— start —

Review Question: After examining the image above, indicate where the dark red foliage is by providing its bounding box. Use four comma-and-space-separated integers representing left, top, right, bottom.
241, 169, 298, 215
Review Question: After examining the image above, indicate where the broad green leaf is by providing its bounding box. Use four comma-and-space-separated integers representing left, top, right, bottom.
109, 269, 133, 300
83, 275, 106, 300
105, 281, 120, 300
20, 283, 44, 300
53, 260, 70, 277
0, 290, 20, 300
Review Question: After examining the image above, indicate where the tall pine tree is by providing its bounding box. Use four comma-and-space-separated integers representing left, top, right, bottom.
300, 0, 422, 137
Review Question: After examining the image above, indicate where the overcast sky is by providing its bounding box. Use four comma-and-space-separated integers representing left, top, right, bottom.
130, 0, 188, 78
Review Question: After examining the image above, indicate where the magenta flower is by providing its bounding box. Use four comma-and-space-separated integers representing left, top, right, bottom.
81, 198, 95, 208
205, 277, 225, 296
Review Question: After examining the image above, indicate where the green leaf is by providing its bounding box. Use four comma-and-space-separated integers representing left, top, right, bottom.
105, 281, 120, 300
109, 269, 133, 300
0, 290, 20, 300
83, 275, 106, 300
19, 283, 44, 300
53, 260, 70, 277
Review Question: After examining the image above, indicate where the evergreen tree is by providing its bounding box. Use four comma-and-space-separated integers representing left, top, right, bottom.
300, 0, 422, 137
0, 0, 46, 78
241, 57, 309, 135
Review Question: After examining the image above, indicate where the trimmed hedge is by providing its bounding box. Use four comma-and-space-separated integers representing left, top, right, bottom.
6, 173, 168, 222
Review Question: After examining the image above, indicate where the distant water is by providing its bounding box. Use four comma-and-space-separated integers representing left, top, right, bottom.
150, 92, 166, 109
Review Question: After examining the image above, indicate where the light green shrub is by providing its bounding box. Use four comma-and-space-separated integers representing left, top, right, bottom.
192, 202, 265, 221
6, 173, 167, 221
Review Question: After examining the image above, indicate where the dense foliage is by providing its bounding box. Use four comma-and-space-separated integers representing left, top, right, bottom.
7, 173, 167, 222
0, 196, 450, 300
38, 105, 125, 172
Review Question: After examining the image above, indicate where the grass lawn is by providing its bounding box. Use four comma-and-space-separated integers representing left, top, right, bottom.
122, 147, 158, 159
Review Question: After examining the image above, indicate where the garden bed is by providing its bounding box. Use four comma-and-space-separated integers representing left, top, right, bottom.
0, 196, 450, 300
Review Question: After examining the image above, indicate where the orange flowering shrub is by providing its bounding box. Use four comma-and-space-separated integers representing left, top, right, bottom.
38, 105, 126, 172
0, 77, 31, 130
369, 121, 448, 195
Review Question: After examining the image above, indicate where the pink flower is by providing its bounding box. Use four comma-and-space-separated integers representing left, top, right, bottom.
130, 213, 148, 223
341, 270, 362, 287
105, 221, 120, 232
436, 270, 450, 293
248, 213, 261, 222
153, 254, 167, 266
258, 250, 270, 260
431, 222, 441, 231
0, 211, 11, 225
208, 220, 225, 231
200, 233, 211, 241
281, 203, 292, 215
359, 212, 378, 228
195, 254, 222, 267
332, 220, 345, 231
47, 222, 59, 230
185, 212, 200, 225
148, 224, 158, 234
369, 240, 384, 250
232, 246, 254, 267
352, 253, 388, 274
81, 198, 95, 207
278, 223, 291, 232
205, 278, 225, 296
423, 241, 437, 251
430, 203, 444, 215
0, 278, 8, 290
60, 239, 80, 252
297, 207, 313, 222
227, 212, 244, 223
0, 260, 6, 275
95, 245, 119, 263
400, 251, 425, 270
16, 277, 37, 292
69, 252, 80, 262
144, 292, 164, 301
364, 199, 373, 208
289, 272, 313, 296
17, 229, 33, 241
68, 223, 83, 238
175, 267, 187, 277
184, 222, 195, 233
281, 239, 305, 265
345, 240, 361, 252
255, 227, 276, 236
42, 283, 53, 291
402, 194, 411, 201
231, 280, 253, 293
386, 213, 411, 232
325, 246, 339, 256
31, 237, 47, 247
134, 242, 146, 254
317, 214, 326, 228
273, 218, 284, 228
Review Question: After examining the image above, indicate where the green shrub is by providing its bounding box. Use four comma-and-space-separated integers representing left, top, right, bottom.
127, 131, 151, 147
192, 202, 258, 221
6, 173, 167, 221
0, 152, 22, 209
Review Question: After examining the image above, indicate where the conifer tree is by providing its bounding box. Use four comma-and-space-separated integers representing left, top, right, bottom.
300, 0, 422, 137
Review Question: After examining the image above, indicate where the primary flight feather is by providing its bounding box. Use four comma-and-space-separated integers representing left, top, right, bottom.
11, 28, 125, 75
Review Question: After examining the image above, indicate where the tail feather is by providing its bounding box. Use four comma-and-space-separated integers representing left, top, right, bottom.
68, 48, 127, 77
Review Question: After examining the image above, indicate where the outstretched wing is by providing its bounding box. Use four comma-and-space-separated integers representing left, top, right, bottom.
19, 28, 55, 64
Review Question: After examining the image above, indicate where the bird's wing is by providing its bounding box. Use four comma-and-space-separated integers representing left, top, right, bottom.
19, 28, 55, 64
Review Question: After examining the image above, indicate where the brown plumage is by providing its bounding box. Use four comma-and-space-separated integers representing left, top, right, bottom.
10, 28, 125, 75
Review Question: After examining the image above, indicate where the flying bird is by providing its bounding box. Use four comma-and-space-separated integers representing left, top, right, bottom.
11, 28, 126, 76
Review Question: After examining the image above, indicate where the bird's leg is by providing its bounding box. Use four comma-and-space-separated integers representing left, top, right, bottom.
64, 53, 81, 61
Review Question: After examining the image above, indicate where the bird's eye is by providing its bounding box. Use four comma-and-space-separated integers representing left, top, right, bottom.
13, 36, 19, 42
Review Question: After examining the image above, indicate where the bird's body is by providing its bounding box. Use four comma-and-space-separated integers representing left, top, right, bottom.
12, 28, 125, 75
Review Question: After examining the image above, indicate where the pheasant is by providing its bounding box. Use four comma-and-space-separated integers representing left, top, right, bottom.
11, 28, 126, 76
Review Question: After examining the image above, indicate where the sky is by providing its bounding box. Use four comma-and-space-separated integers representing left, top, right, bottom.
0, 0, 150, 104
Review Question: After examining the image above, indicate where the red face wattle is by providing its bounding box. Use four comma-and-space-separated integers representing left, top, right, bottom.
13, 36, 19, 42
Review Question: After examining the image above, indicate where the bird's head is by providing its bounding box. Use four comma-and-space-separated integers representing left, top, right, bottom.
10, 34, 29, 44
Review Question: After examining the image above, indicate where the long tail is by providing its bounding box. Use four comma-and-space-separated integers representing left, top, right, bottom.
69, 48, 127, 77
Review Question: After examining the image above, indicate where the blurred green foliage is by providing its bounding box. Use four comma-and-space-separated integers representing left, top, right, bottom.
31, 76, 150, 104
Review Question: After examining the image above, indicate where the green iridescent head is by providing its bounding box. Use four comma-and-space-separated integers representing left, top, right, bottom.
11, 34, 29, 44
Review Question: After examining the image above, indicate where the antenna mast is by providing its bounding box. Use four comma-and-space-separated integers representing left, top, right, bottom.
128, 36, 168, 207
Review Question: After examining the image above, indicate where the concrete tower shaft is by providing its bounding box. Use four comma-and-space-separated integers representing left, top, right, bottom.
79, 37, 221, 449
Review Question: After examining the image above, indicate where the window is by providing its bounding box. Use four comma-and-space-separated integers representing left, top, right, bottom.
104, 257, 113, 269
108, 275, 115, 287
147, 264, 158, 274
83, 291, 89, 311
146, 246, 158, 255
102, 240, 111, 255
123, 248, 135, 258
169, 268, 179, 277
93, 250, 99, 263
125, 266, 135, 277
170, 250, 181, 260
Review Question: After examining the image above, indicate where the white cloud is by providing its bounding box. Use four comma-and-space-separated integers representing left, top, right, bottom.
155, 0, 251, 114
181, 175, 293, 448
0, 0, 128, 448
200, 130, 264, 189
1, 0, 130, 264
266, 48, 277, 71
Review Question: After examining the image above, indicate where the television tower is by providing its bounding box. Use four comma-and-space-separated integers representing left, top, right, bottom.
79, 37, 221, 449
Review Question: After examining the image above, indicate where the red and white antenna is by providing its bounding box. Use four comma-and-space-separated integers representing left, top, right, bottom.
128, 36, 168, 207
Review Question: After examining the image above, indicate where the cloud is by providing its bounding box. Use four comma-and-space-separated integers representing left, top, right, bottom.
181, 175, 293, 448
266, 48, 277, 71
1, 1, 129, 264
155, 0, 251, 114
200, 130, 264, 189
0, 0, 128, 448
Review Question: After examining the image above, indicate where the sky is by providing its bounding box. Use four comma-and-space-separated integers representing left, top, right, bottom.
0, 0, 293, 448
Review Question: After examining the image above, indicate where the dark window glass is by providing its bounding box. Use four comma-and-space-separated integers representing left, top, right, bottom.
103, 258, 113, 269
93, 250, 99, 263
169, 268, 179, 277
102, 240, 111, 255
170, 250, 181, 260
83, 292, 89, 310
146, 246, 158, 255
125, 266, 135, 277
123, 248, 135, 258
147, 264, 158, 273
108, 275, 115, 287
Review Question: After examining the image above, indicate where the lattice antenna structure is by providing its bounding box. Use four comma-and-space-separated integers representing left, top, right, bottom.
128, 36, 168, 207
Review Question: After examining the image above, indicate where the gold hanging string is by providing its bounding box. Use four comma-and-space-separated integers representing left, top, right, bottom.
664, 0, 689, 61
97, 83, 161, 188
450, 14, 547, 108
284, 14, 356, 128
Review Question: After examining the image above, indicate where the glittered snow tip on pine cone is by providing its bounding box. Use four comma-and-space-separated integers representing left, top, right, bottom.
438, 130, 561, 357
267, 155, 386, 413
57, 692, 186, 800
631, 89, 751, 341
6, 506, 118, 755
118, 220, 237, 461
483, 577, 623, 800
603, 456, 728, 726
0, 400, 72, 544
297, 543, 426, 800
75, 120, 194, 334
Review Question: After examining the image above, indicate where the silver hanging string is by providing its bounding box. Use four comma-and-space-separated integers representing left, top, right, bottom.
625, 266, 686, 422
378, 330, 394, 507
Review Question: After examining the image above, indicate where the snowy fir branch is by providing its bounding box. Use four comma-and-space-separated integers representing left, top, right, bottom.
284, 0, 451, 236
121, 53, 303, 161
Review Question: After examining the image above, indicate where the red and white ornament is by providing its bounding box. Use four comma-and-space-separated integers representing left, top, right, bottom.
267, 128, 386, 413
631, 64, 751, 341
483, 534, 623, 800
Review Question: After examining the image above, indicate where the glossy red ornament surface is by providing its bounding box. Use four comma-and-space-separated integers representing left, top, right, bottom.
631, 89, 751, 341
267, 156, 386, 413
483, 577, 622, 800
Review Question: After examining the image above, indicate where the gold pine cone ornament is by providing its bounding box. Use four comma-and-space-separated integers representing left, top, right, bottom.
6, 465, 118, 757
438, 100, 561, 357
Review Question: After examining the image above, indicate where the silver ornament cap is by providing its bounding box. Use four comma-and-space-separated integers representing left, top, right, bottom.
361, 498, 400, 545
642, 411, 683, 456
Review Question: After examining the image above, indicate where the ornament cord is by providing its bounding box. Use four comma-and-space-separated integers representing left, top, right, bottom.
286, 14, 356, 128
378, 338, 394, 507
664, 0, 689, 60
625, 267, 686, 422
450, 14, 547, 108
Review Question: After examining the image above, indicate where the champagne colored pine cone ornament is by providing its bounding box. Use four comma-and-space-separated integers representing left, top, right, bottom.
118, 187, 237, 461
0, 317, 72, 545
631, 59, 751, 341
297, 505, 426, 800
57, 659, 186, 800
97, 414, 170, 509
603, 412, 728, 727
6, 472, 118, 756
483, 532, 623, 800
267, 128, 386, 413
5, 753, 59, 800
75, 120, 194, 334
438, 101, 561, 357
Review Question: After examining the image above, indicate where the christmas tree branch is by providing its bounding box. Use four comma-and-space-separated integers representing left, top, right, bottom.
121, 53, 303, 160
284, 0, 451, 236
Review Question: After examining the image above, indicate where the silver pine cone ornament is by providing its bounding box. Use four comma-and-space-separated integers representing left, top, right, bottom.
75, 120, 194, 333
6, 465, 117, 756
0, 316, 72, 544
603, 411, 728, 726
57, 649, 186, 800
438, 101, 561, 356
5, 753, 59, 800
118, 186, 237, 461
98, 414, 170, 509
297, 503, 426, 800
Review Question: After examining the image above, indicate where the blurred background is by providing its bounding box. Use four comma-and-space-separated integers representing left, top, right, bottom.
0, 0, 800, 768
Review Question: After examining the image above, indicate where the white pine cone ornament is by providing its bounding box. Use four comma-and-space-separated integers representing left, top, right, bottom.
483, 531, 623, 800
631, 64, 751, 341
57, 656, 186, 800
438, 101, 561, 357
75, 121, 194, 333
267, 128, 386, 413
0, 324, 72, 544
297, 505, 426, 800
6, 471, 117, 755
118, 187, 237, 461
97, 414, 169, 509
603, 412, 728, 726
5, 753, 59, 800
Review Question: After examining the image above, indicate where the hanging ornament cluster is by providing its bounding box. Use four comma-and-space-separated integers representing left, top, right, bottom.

— end —

- Exercise prompt:
Rewrite the rows from the start through the line containing "205, 277, 225, 296", inclusive, replacing every occurrence of "bounding box" with "enclosing rectangle" and leaving everything else unchanged.

- Exercise solution:
Review Question: After examining the image above, indicate where the dark red foliage is by providing its enclosing rectangle. Use four comma-and-space-separated integers representing left, top, right, bottom.
241, 169, 298, 215
Review Question: After examining the image above, indicate where the broad green leaf is by providing its enclosing rectangle. Use four comma-and-space-separated integers representing left, top, right, bottom.
109, 269, 133, 300
83, 275, 106, 300
105, 281, 120, 300
20, 283, 44, 300
53, 260, 70, 277
0, 290, 20, 300
Review Question: After examining the image above, indicate where the tall pine tree is by providing its enclosing rectangle. Use four comma-and-space-separated integers representing left, top, right, bottom.
300, 0, 422, 137
Review Question: After examining the image above, indicate where the overcast sky is by providing its enclosing rectangle. Use four comma-and-space-separated integers representing left, top, right, bottom.
130, 0, 188, 78
Review Question: After examining the image above, indicate where the magenta flower is by providing its enclosing rectangle. Use four comma-and-space-separated integers representing left, top, right, bottom.
81, 198, 95, 208
205, 277, 225, 296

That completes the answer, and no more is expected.